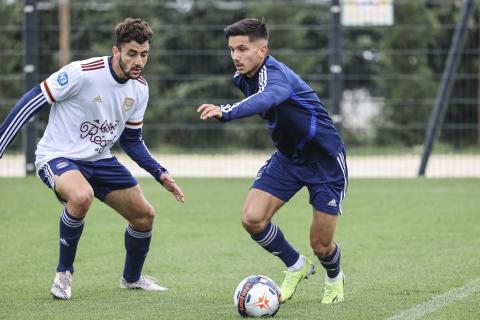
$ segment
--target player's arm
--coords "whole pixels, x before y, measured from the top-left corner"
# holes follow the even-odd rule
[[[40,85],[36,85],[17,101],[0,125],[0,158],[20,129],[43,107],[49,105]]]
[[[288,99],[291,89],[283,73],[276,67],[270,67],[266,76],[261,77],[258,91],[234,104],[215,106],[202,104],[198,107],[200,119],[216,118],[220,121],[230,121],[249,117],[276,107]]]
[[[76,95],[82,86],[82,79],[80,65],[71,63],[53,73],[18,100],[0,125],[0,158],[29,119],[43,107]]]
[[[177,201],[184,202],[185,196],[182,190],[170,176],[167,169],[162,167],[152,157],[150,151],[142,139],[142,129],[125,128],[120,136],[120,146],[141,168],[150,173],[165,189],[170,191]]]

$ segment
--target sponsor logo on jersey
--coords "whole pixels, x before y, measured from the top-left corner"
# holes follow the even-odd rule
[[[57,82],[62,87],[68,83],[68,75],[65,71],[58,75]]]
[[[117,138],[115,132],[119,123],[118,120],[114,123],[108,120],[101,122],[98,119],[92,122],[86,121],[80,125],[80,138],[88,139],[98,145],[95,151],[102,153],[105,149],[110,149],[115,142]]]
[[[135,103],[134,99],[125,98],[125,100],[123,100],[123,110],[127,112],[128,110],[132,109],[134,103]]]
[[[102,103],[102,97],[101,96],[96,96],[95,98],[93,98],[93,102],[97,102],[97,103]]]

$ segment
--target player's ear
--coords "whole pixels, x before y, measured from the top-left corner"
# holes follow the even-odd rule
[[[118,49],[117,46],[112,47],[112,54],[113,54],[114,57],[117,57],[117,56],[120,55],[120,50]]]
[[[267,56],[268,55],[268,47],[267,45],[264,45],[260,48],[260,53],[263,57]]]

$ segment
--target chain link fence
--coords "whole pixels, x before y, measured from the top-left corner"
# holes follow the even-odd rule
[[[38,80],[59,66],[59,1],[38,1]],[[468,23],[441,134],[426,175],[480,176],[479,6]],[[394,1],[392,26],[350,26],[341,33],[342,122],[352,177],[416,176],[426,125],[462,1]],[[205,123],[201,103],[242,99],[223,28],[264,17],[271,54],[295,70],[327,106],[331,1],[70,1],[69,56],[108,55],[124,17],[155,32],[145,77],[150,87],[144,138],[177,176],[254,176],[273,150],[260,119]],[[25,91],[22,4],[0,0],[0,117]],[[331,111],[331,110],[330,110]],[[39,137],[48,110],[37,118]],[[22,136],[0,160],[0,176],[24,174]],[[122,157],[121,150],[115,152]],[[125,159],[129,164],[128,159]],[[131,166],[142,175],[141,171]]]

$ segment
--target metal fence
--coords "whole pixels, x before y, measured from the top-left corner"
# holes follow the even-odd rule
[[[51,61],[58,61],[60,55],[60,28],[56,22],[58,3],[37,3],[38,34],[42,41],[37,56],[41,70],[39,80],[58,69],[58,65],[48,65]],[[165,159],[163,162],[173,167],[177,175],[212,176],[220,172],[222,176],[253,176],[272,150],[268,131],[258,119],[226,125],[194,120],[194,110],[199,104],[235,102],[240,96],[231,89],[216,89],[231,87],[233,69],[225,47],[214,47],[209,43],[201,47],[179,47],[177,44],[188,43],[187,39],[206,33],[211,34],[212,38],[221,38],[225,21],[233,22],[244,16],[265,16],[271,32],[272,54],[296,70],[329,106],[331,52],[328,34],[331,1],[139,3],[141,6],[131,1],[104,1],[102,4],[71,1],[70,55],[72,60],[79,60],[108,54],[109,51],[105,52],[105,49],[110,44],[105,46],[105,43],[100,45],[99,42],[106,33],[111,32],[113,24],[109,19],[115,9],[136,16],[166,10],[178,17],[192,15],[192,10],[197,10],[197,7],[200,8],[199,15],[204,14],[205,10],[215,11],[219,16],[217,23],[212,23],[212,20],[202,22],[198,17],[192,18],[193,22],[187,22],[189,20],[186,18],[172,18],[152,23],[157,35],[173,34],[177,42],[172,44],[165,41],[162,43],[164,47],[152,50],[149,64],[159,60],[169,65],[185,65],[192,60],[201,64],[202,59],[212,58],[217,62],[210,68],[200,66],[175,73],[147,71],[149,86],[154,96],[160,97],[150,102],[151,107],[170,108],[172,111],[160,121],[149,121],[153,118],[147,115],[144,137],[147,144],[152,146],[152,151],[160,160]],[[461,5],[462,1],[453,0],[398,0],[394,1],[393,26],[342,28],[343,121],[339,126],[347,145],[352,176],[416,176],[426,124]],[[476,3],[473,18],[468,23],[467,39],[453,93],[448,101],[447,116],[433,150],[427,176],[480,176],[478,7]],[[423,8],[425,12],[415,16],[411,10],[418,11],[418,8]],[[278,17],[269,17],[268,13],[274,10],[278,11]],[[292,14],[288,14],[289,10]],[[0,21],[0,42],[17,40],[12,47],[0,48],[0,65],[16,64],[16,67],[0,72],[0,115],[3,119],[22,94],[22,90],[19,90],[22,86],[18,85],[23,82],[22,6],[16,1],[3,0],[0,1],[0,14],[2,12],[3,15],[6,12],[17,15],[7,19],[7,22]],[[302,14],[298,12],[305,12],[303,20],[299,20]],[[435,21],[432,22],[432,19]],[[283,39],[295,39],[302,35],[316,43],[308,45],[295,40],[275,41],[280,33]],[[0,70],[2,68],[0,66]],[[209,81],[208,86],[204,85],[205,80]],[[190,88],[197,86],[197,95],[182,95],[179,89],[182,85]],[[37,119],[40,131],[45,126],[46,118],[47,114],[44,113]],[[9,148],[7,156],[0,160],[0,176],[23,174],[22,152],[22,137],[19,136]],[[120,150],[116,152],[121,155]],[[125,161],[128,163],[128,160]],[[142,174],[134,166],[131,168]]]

■ ■ ■

> [Brief] What is needed here is each line above set down word for word, minus the images.

> [Answer to the exercise]
$ segment
--target player's arm
--coords "whole pixels, x before y, measured from the top-left corner"
# holes follow the even-odd rule
[[[40,85],[36,85],[17,101],[0,125],[0,158],[20,129],[43,107],[49,105]]]
[[[288,99],[291,89],[283,73],[276,67],[270,67],[266,76],[261,77],[258,91],[234,104],[215,106],[202,104],[198,107],[200,119],[216,118],[220,121],[230,121],[249,117],[276,107]]]
[[[76,95],[82,86],[82,79],[80,65],[71,63],[53,73],[18,100],[0,125],[0,158],[29,119],[43,107]]]
[[[177,201],[184,202],[185,196],[182,190],[170,176],[167,169],[162,167],[152,157],[150,151],[142,139],[142,129],[125,128],[120,136],[120,146],[141,168],[150,173],[165,189],[170,191]]]

$ segment
--target sponsor logo on jersey
--coords "whole pixels, x before y, measured from the top-left corner"
# holes follow the even-odd rule
[[[57,82],[62,87],[68,83],[68,75],[65,71],[58,75]]]
[[[117,138],[115,132],[119,123],[118,120],[114,123],[108,120],[101,122],[98,119],[92,122],[86,121],[80,125],[80,138],[88,139],[98,145],[95,151],[102,153],[105,149],[110,149],[115,142]]]
[[[135,103],[134,99],[125,98],[125,100],[123,100],[123,110],[127,112],[128,110],[132,109],[134,103]]]
[[[102,103],[102,97],[101,96],[96,96],[95,98],[93,98],[93,102],[97,102],[97,103]]]

$ segment
--target player's ear
--coords "whole pixels, x before y, measured from the top-left corner"
# holes follow the even-odd rule
[[[118,49],[117,46],[112,47],[112,54],[113,54],[114,57],[117,57],[117,56],[120,55],[120,50]]]
[[[267,56],[268,55],[268,47],[267,45],[264,45],[260,48],[260,53],[263,57]]]

$ segment
--target chain link fence
--coords "whole pixels, x before y, measured from the top-left corner"
# holes follow the even-odd rule
[[[38,80],[59,66],[59,1],[38,1]],[[468,23],[441,134],[426,175],[480,176],[479,6]],[[394,1],[392,26],[350,26],[341,33],[342,122],[352,177],[416,176],[426,125],[462,1]],[[205,123],[201,103],[242,99],[223,28],[264,17],[271,54],[295,70],[327,106],[331,1],[70,1],[69,56],[108,55],[124,17],[155,32],[145,77],[150,87],[144,138],[177,176],[254,176],[273,150],[260,119]],[[25,91],[22,4],[0,0],[0,117]],[[331,111],[331,110],[330,110]],[[39,137],[48,110],[37,118]],[[22,136],[0,160],[0,176],[24,174]],[[122,157],[121,150],[115,152]],[[125,159],[129,164],[128,159]],[[131,166],[142,175],[141,171]]]

$ segment
--target metal fence
--coords "whole pixels, x before y, measured from the top-left corner"
# holes follow the even-odd rule
[[[51,61],[58,61],[60,55],[60,28],[56,22],[58,3],[37,3],[38,34],[42,41],[37,56],[41,70],[39,80],[58,69],[58,65],[48,65]],[[165,159],[163,162],[173,167],[177,175],[212,176],[220,172],[222,176],[253,176],[272,150],[268,131],[258,119],[226,125],[194,120],[194,110],[199,104],[235,102],[240,96],[231,89],[216,89],[231,87],[233,69],[225,47],[214,47],[209,43],[201,47],[179,47],[177,44],[188,43],[187,39],[206,33],[211,34],[212,38],[221,38],[225,21],[233,22],[244,16],[265,16],[271,32],[272,54],[296,70],[329,106],[331,52],[328,34],[331,1],[139,3],[141,6],[131,1],[104,1],[102,4],[71,1],[70,55],[72,60],[79,60],[108,54],[109,51],[105,52],[105,49],[110,44],[105,46],[105,43],[100,45],[99,42],[106,33],[111,32],[113,24],[109,19],[115,9],[136,16],[166,10],[178,17],[192,15],[192,10],[197,10],[197,7],[200,8],[199,15],[204,14],[205,10],[215,11],[219,16],[217,23],[212,23],[212,20],[202,22],[198,17],[192,18],[193,22],[187,22],[189,20],[186,18],[172,18],[152,23],[157,35],[173,34],[177,42],[172,44],[165,41],[162,43],[164,47],[152,50],[149,64],[159,60],[169,65],[185,65],[192,60],[201,64],[202,59],[212,58],[217,62],[210,68],[200,66],[175,73],[147,71],[149,86],[154,96],[160,97],[150,102],[151,107],[170,108],[172,111],[160,121],[149,121],[153,118],[147,115],[144,137],[147,144],[152,146],[152,151],[160,160]],[[461,5],[462,1],[453,0],[398,0],[394,1],[393,26],[342,28],[343,121],[339,126],[347,145],[352,176],[416,176],[426,124]],[[476,3],[473,18],[468,23],[467,39],[453,93],[448,101],[447,116],[433,150],[427,176],[480,176],[478,7]],[[423,8],[425,12],[415,16],[411,10],[418,11],[418,8]],[[278,17],[269,17],[268,13],[274,10],[278,11]],[[292,14],[288,14],[289,10]],[[0,21],[0,42],[17,40],[12,47],[0,48],[0,65],[16,64],[16,67],[0,72],[0,115],[3,119],[22,94],[22,90],[19,90],[22,86],[18,85],[23,82],[22,6],[16,1],[3,0],[0,1],[0,14],[2,12],[3,15],[6,12],[17,15],[7,19],[7,22]],[[302,14],[298,12],[305,12],[303,20],[299,20]],[[435,21],[432,22],[432,19]],[[283,39],[295,39],[302,35],[316,43],[308,45],[295,40],[275,41],[280,33]],[[0,70],[2,68],[0,66]],[[209,81],[208,86],[204,85],[205,80]],[[190,88],[197,86],[197,95],[182,95],[179,89],[182,85]],[[37,119],[40,131],[45,126],[46,118],[47,114],[44,113]],[[9,148],[7,156],[0,160],[0,176],[23,174],[22,152],[22,137],[19,136]],[[120,150],[116,152],[121,155]],[[125,161],[128,163],[128,160]],[[142,174],[134,166],[131,168]]]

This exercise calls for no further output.